> _EXERCISE PROMPT_
Reproduce the material below verbatim, from the line with "dog's eye --> bounding box" up to and including the line with "[87,72,119,101]".

> _ENTRIES_

*****

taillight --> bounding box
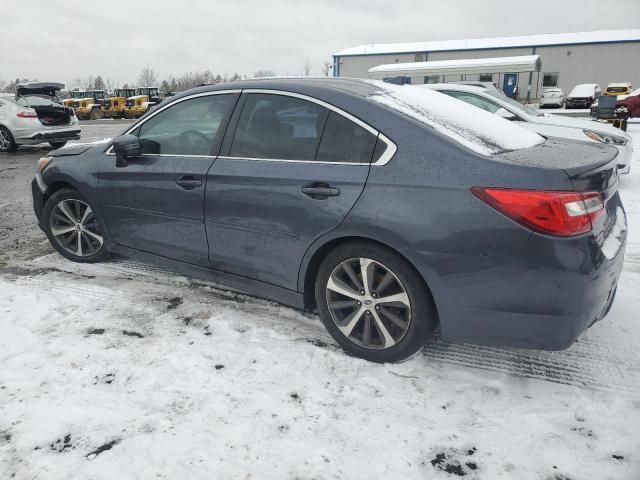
[471,187,605,237]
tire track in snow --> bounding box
[423,340,640,395]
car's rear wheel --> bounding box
[42,189,107,263]
[315,243,436,362]
[0,127,18,152]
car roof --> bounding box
[417,83,489,93]
[171,77,378,99]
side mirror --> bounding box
[496,108,518,120]
[113,134,142,167]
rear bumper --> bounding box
[412,208,626,350]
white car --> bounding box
[564,83,602,108]
[416,83,633,173]
[540,87,564,108]
[0,82,80,152]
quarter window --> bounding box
[138,94,234,155]
[230,93,329,161]
[317,112,376,163]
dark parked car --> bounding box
[616,88,640,118]
[32,79,626,362]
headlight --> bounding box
[583,130,627,145]
[36,157,53,173]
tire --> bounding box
[89,108,104,120]
[0,126,18,152]
[315,242,437,363]
[42,188,108,263]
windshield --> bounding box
[485,90,544,117]
[16,95,56,107]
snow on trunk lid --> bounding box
[367,80,544,156]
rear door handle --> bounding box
[176,175,202,190]
[302,183,340,200]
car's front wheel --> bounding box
[315,243,437,362]
[0,126,18,152]
[42,189,107,263]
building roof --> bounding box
[334,29,640,57]
[369,55,540,78]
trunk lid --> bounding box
[16,82,64,98]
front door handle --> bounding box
[302,182,340,200]
[176,175,202,190]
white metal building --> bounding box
[333,29,640,99]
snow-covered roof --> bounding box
[367,80,544,155]
[334,29,640,57]
[369,55,540,78]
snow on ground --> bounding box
[0,123,640,480]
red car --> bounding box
[616,88,640,118]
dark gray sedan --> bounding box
[32,79,626,362]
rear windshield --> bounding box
[16,95,56,107]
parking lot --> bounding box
[0,121,640,480]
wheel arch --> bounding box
[298,235,439,321]
[42,179,79,205]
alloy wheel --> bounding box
[326,258,411,349]
[49,199,103,257]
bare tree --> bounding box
[302,58,311,77]
[93,75,107,90]
[253,70,276,78]
[138,67,157,87]
[320,60,331,77]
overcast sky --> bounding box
[0,0,640,87]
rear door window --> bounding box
[230,93,328,161]
[317,112,377,163]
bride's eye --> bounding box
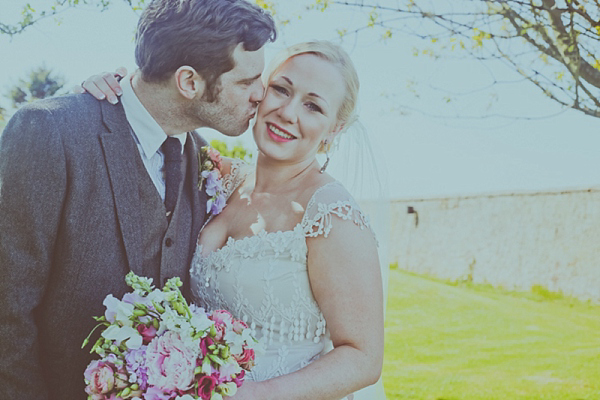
[271,85,288,95]
[306,102,323,113]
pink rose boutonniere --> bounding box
[198,146,227,215]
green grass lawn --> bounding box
[383,270,600,400]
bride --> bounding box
[82,41,383,400]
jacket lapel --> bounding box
[185,132,208,244]
[100,101,143,276]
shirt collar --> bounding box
[120,75,187,158]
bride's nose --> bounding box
[277,99,298,124]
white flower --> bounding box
[102,294,134,326]
[190,313,214,337]
[102,325,142,349]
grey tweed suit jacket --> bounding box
[0,94,206,400]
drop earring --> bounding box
[319,139,329,173]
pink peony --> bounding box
[136,324,156,344]
[198,375,217,400]
[146,331,199,391]
[144,386,173,400]
[233,370,246,387]
[233,348,254,371]
[215,322,225,342]
[233,319,248,335]
[83,360,115,395]
[210,310,233,324]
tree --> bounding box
[7,66,65,108]
[0,0,600,117]
[312,0,600,117]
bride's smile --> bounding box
[253,54,346,163]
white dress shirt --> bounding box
[120,75,187,201]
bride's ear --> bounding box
[175,65,206,100]
[327,122,346,142]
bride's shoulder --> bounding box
[302,181,371,237]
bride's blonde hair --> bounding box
[263,40,360,152]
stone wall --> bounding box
[361,188,600,302]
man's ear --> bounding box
[175,65,206,100]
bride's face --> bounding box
[253,54,345,163]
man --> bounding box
[0,0,275,400]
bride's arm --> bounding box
[234,217,383,400]
[73,67,127,104]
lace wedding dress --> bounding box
[190,163,384,398]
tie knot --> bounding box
[160,136,181,161]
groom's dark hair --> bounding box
[135,0,276,101]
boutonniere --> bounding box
[198,146,226,215]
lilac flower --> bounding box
[125,346,148,390]
[206,194,227,215]
[202,169,223,197]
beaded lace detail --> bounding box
[190,163,370,381]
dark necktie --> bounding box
[160,137,182,217]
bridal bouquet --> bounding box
[82,272,258,400]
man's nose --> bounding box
[250,79,265,103]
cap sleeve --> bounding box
[302,181,375,241]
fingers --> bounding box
[115,67,127,78]
[102,68,127,98]
[82,72,122,104]
[71,85,85,94]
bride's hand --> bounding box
[73,67,127,104]
[226,381,265,400]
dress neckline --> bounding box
[196,179,341,259]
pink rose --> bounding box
[115,367,129,390]
[200,336,214,357]
[208,147,221,170]
[233,370,246,387]
[83,360,115,395]
[233,319,248,335]
[144,386,173,400]
[136,324,156,344]
[146,331,200,391]
[198,375,217,400]
[215,322,225,342]
[233,348,254,371]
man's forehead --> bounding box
[229,43,265,80]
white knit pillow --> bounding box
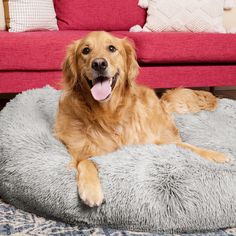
[5,0,58,32]
[131,0,229,33]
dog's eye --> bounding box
[108,45,117,52]
[82,47,91,55]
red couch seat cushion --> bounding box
[54,0,146,30]
[0,31,236,70]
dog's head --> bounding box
[63,31,138,102]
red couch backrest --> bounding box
[54,0,146,31]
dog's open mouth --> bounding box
[87,72,119,101]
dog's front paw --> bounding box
[78,175,104,207]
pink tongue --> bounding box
[91,80,111,101]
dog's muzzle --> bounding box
[86,72,119,101]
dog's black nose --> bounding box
[92,58,108,72]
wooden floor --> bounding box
[0,88,236,110]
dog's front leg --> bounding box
[77,160,104,207]
[69,149,104,207]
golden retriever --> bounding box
[54,32,229,207]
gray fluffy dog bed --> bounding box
[0,87,236,232]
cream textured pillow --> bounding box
[131,0,234,33]
[4,0,58,32]
[0,0,6,30]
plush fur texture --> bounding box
[0,87,236,232]
[55,31,229,207]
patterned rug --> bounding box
[0,200,236,236]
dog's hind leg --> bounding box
[176,142,230,163]
[161,88,218,114]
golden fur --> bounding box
[55,32,228,207]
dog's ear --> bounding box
[62,41,80,89]
[123,38,139,83]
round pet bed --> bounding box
[0,87,236,232]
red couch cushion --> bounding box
[0,31,236,70]
[116,32,236,64]
[54,0,146,30]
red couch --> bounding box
[0,0,236,93]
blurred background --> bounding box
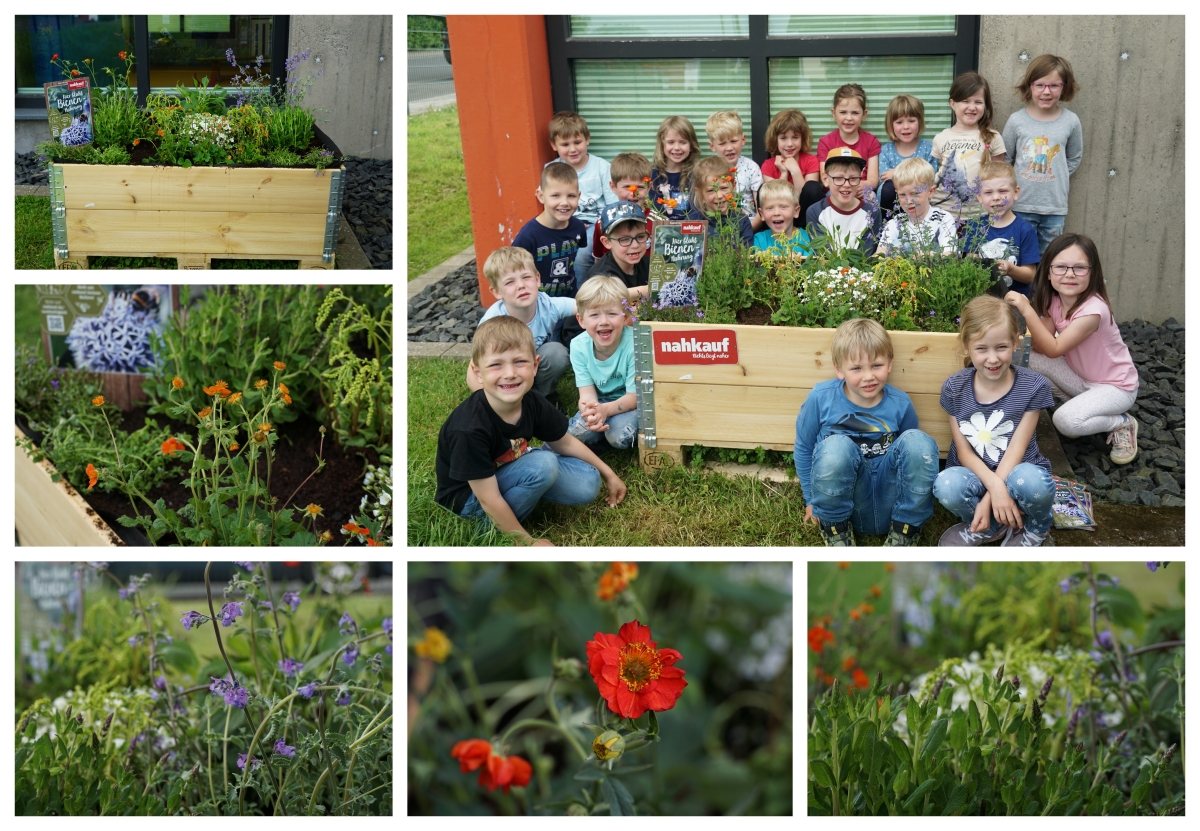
[408,562,792,815]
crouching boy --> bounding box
[434,316,625,545]
[794,318,937,545]
[568,276,637,448]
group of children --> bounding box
[437,55,1138,545]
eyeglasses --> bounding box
[1050,263,1092,277]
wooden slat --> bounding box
[67,210,325,254]
[648,323,962,400]
[62,165,332,216]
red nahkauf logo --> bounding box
[654,329,738,364]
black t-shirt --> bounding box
[434,389,566,514]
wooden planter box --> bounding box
[50,163,346,269]
[13,428,125,546]
[634,322,1028,468]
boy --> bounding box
[566,273,637,448]
[794,317,937,545]
[512,162,588,298]
[875,157,959,257]
[550,109,614,288]
[754,179,812,257]
[804,148,883,253]
[434,315,625,545]
[592,153,654,259]
[704,110,762,225]
[962,162,1042,297]
[467,247,575,406]
[585,202,650,300]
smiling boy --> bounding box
[434,315,625,545]
[793,318,937,545]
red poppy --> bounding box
[587,621,688,718]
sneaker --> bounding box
[1000,526,1050,549]
[821,521,857,545]
[1108,416,1138,465]
[883,520,920,548]
[937,522,1008,546]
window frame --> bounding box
[545,14,980,165]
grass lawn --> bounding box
[408,107,470,280]
[408,358,958,545]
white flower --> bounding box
[959,409,1013,461]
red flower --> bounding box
[450,739,492,773]
[587,621,688,718]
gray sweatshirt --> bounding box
[1003,108,1084,216]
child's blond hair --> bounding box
[829,317,895,369]
[704,109,745,142]
[575,275,629,317]
[470,315,538,369]
[484,246,538,293]
[959,294,1021,366]
[883,95,925,142]
[892,156,937,190]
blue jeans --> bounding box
[460,447,600,524]
[566,399,638,449]
[934,462,1054,534]
[1013,210,1067,253]
[809,430,937,534]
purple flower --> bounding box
[221,600,242,627]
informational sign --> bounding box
[650,220,708,297]
[653,329,738,364]
[43,78,95,148]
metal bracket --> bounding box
[634,323,658,449]
[320,171,346,263]
[50,165,67,259]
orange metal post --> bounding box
[446,14,554,306]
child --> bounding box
[934,72,1004,220]
[962,162,1042,297]
[568,276,637,448]
[1004,55,1084,253]
[650,115,700,220]
[467,247,575,406]
[1004,234,1139,465]
[550,109,616,288]
[804,148,883,253]
[934,295,1054,546]
[585,202,650,300]
[875,156,959,257]
[592,153,654,259]
[877,95,937,216]
[704,109,762,221]
[762,109,824,225]
[512,162,588,298]
[805,84,881,202]
[434,316,625,545]
[794,317,937,545]
[754,179,812,257]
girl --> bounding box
[877,95,937,217]
[934,294,1054,546]
[650,115,700,220]
[932,72,1004,220]
[1004,234,1139,465]
[816,84,880,202]
[762,109,824,227]
[1004,55,1084,256]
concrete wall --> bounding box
[289,14,391,159]
[979,16,1186,323]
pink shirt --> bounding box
[1050,294,1139,390]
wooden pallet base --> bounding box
[54,252,337,271]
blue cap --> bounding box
[600,202,646,235]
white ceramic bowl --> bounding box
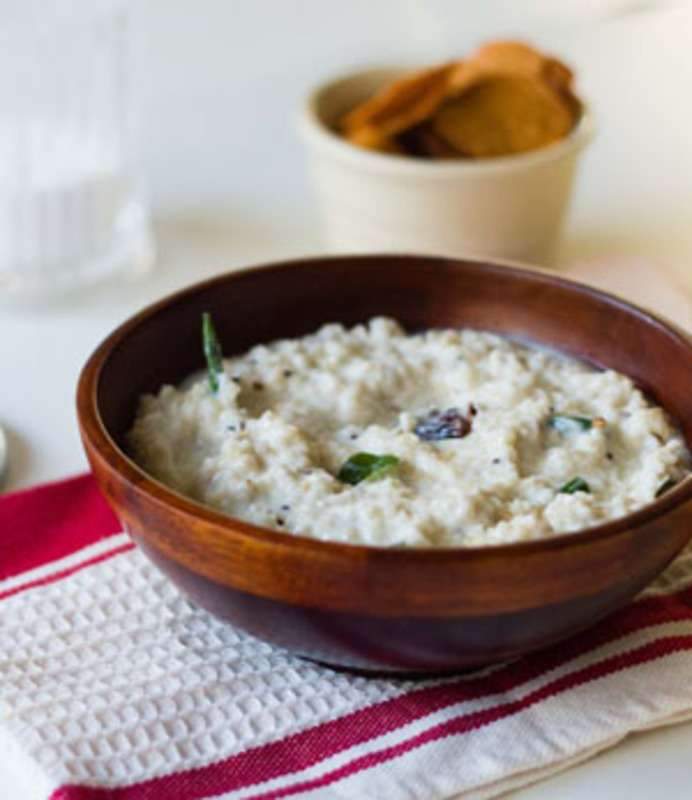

*****

> _WRITTEN REPLY_
dog's eye --> bounding box
[108,45,117,52]
[82,47,91,55]
red couch seat cushion --> bounding box
[54,0,146,30]
[0,31,236,70]
dog's head --> bounding box
[63,31,138,102]
red couch backrest --> bounding box
[54,0,146,31]
dog's open mouth --> bounding box
[87,72,119,101]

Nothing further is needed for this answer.